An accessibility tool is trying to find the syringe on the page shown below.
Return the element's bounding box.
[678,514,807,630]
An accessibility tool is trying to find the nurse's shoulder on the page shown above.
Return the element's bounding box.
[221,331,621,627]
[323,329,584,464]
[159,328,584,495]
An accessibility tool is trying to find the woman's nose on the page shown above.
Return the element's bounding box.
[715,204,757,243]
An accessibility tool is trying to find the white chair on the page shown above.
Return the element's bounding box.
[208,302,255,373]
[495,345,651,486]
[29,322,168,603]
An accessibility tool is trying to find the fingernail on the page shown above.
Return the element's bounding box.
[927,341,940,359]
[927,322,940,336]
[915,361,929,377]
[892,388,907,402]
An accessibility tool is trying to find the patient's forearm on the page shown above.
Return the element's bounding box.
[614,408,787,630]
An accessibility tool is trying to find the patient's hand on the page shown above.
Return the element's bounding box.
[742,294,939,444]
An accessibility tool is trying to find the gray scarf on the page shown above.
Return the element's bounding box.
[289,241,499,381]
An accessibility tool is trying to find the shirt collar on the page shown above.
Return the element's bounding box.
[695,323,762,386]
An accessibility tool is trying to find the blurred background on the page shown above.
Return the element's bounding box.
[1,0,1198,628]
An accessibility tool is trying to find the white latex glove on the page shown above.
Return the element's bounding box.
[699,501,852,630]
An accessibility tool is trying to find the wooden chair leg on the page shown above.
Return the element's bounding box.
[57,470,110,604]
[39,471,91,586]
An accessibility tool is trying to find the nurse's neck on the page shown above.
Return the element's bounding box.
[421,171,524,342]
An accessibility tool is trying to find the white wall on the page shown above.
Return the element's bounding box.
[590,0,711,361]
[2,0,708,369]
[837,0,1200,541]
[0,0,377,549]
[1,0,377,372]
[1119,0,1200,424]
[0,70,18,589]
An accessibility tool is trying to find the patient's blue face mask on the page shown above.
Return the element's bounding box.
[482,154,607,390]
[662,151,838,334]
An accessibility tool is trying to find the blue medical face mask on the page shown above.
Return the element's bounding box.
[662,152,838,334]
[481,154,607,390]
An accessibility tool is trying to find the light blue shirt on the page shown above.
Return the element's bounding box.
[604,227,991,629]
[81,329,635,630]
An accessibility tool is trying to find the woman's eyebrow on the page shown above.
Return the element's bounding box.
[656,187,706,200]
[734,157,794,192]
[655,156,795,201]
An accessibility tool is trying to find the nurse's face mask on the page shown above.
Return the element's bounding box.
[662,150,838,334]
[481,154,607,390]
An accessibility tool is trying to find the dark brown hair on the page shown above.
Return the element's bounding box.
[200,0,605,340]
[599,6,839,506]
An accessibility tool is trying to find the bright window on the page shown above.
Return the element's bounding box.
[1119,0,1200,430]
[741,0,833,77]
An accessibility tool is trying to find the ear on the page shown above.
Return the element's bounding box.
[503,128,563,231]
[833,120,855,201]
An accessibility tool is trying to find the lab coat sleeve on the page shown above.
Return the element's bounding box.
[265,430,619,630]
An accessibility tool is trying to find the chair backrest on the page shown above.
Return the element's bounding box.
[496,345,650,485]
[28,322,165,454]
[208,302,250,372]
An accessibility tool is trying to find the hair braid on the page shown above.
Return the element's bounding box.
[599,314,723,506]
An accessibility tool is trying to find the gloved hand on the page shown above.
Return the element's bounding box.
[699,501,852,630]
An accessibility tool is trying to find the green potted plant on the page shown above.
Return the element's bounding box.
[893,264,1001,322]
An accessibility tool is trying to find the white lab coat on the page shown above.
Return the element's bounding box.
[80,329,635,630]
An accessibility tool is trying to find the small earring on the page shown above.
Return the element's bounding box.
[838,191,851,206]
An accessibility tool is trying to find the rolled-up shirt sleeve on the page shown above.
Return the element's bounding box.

· · · · · · ·

> _PROBLEM REQUIREMENTS_
Report how many lines of the preceding records include "mask". Output the number only.

> _EXERCISE SOLUTION_
3